─── Eingabedaten

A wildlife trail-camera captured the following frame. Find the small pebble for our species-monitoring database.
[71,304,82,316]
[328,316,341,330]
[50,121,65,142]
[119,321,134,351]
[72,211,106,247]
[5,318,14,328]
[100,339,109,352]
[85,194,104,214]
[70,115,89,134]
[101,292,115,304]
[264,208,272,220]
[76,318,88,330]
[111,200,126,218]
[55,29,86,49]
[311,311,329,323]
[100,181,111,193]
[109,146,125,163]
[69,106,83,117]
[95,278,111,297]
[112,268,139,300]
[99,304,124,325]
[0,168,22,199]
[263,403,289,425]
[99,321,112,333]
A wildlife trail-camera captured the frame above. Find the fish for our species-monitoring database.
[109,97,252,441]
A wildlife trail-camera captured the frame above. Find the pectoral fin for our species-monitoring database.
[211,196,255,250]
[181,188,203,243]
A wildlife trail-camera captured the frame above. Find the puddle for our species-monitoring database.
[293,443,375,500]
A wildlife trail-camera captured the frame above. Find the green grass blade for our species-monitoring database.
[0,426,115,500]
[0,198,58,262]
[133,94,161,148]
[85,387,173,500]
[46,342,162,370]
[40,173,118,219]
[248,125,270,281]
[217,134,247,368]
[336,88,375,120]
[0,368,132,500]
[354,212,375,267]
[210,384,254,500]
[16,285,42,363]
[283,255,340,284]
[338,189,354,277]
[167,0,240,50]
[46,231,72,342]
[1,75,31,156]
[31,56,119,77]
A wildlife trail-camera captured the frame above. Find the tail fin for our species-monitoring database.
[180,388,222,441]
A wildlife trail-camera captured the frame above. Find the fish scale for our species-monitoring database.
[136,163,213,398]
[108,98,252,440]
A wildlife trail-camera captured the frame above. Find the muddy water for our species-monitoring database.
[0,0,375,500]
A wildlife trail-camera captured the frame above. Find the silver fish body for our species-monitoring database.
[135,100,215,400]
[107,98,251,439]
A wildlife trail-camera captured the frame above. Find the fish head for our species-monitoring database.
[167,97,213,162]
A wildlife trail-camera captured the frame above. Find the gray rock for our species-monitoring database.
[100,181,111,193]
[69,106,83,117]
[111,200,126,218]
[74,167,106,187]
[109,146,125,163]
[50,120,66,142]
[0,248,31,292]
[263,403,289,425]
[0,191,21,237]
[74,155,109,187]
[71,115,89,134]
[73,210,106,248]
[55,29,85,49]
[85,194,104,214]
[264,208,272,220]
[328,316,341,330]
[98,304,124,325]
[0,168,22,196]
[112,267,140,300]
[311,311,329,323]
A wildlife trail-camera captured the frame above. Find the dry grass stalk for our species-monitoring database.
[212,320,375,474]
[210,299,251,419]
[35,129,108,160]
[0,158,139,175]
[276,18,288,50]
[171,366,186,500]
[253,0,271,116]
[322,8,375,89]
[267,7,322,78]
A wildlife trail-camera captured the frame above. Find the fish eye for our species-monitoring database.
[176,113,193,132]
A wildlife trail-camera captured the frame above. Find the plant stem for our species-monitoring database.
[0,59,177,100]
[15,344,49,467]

──────

Aktualisiere die Zeilen, beginnend mit der Zeile mit „A wildlife trail-camera captured the frame above. Find the green“ und endend mit der Zeile mit „[336,88,375,120]“, indem du „green grass blade“ durch „fresh grass blade“ ersetzt. Gib nur diese Zeilen aus und lass alles andere unverändert.

A wildlife trail-camera captured the frame above. Find the fresh grass blade for our species-monitoring database.
[0,426,115,500]
[0,198,58,262]
[133,94,161,148]
[85,387,173,500]
[46,342,162,370]
[40,173,118,219]
[248,125,270,281]
[217,134,247,368]
[336,88,375,120]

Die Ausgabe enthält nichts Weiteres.